PROVIDED TEXT:

■ ■ ■

Monday, Jan. 28, 1974

Solzhenitsyn's Counterattack

After a massive, three-week Soviet press campaign against him, Alexander Solzhenitsyn last week raised his voice in counterattack. In a statement issued to foreign newsmen from his Moscow home, the besieged writer defied the Kremlin to refute the charges made in his new book, The Gulag Archipelago. He accused the Soviets of damning Gulag 's description of Leninist and Stalinist terror out of "an animal fear of disclosure." To his critics he said: "You liars!" It was an unprecedented moment of confrontation between the Soviet state and a lone, heroic man.

Solzhenitsyn's outburst was sparked by charges in Pravda that his new book was "slanderous," "counterrevolutionary" and "treasonable." In support of these contentions, other Russian newspapers weighed in with quotations allegedly drawn from the Russian text of Gulag, which was published in Paris last month. All the Soviet accounts of his book, Solzhenitsyn said, were distortions designed to conceal its real content from Russian readers. Thus do Soviet leaders show, he declared, "how tenaciously they cling to the bloody past and how they want to drag it with them, like a sealed up sack, into the future."

■ ■ ■

SOURCE DATA:
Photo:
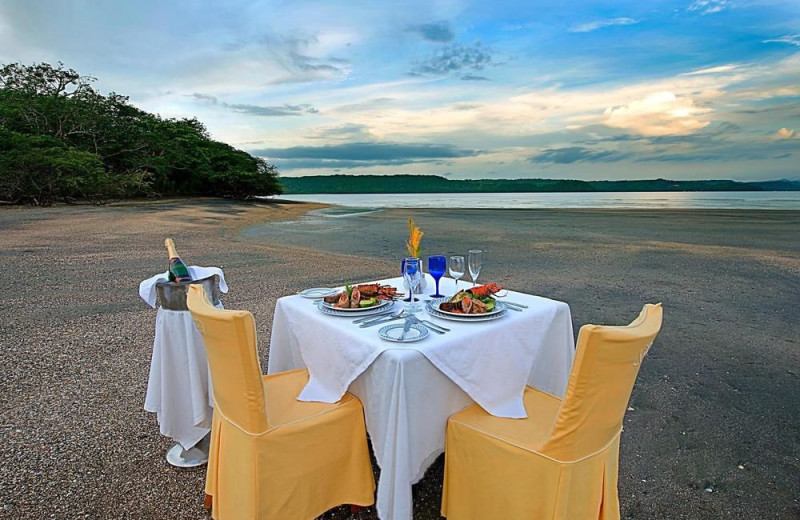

■ ■ ■

APPLY WHAT YOU READ:
[1] Answer these questions from the Solzhenitsyn article:
(a) From where did Solzhenitsyn issue his statement to foreign newsmen?
(b) Which newspaper called his new book "slanderous," "counterrevolutionary" and "treasonable"?
(c) In what city was the Russian text of The Gulag Archipelago published?
[2] Carry the Solzhenitsyn article forward from its last sentence.

TASK RESPONSES:
[1]
(a) From his Moscow home.
(b) Pravda.
(c) Paris.

[2]
He ticked off some of the Russian press's misrepresentations of Gulag. "I am alleged to have written that 'Hitler's Nazis were gracious and merciful to enslaved peoples.' All lies, Pravda comrades! Point out the exact pages! Tass says that in my autobiography I admitted my hatred of the Soviet system and people. My autobiography was published by the Nobel Foundation in 1970. It is available for the whole world to see how insolently Tass lies.

"And here are the prevarications of Literary Gazette. I am supposed to have said that 'the Soviet people are fiends.' Cite the page, liars! This is how I am quoted in order to incite my uninformed countrymen against me: 'Solzhenitsyn equates the Soviet people with the Nazi murderers.' That was a neat bit of word juggling. Yes, I did equate Nazi murderers with the murderers from the Cheka, the G.P.U. and the N.K.V.D. [secret police under Lenin and Stalin]. But Literary Gazette substitutes 'the Soviet people' for the police, so our own executioners can hide more easily in the crowd."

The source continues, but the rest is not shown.